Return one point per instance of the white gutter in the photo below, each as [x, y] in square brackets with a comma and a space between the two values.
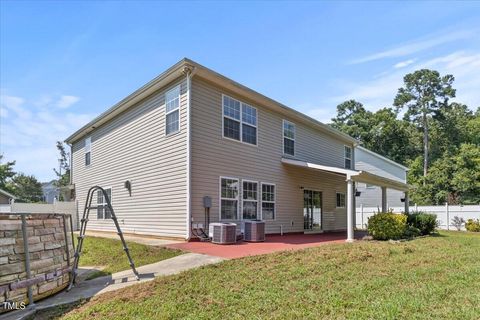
[188, 71]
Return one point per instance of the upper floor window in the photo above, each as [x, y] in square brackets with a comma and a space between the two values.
[229, 190]
[103, 211]
[172, 111]
[348, 157]
[268, 201]
[340, 200]
[250, 200]
[88, 151]
[288, 138]
[239, 121]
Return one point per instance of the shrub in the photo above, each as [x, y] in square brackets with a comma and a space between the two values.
[411, 232]
[388, 225]
[473, 225]
[458, 222]
[425, 222]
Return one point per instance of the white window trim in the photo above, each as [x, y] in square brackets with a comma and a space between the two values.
[284, 137]
[336, 198]
[345, 157]
[258, 200]
[220, 198]
[274, 202]
[241, 122]
[89, 151]
[111, 201]
[171, 111]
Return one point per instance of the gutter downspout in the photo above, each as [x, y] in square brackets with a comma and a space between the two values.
[187, 70]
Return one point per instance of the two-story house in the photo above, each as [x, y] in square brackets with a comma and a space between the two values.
[191, 133]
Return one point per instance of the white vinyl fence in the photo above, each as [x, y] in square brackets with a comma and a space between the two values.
[56, 207]
[444, 214]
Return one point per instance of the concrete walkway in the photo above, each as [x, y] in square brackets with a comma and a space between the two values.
[133, 238]
[90, 288]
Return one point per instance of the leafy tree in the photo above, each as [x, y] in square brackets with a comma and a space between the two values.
[450, 128]
[353, 119]
[473, 129]
[26, 187]
[424, 92]
[63, 173]
[6, 173]
[379, 131]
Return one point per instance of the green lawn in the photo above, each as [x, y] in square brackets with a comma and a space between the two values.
[436, 277]
[109, 253]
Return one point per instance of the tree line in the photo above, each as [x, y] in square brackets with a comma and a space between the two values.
[27, 188]
[438, 140]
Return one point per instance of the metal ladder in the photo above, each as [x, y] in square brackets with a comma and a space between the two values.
[83, 228]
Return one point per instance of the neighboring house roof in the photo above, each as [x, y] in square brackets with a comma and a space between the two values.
[7, 194]
[382, 157]
[198, 70]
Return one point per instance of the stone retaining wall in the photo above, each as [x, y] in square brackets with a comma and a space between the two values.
[49, 263]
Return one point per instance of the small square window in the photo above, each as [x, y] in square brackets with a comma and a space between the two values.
[172, 111]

PROBLEM STATEMENT
Rewrite the data above, changing "square brackets" to "parentheses" wherever it appears and keeping everything else the same. Omit the pictures from your output.

SOLVED EXERCISE
Return one point per instance of the white gutter in the photo below, each as [x, y] in parentheses with a comma and a space between the two values.
[188, 71]
Return one point per instance of the upper floor window in the photo above, each as [x, y] in parentheses with a comma and a space between the two values.
[229, 190]
[103, 211]
[172, 111]
[348, 157]
[268, 201]
[340, 200]
[250, 200]
[88, 151]
[288, 138]
[239, 121]
Return one point per instance of the shrub in the photo above, each as [x, y] in parentheses with a comma and a space between the two values.
[411, 232]
[388, 225]
[473, 225]
[458, 222]
[425, 222]
Return one point per instance of the white window trim in the photo above, each as [x, y] in parentheses with a comma and a space between the two values.
[284, 137]
[336, 198]
[345, 157]
[258, 200]
[220, 198]
[274, 202]
[241, 122]
[89, 151]
[111, 201]
[171, 111]
Return one point per instance of the gutter downspout in the photo above, each as [x, y] in parentheses with a comma and a space between the two values.
[187, 70]
Return one point per instance of the two-story house in the photo above, each as [x, y] in parentheses with a comma and a space between the two values.
[191, 133]
Return one point per instance of the white vinyl fence in the photo above, each as [x, y] in parentheses with a comma and a space between the two values.
[56, 207]
[444, 214]
Return one point per instance of the concrete walkway in the photo above, each as [x, y] in parentheses with a comma and a space between the two values.
[133, 238]
[90, 288]
Return one point per instance of the leafy tree in the photo above, each as [x, y] in parentheses with a comma and a space between the two values.
[450, 128]
[353, 119]
[473, 129]
[26, 187]
[424, 92]
[63, 173]
[6, 173]
[379, 131]
Return one point per instance of the green lawn in the photo above, each as [x, y] in parentheses with a comma and a space between the two values.
[436, 277]
[109, 253]
Return one point per instance of the tree line in the photo above, each as [x, y] in parentheses with a comma and a space between the two values.
[27, 188]
[438, 140]
Return one point per instance of the metal ladder in the photo above, each as [x, y] in parentheses with a comma and a space between the two values.
[83, 228]
Return one point per instance of the neighboring house roof in the photo above, each as [x, y] in parentheses with a comma and a space between the two values.
[7, 194]
[382, 157]
[198, 70]
Return one point per instance of the stone retaining wall in the photo above, each as [x, y] in parentheses with a comma and a space between the two values.
[49, 263]
Return one point per instance of the small square window in the photo above, each as [x, y] in parentheses with a comma and a space between the two values.
[172, 111]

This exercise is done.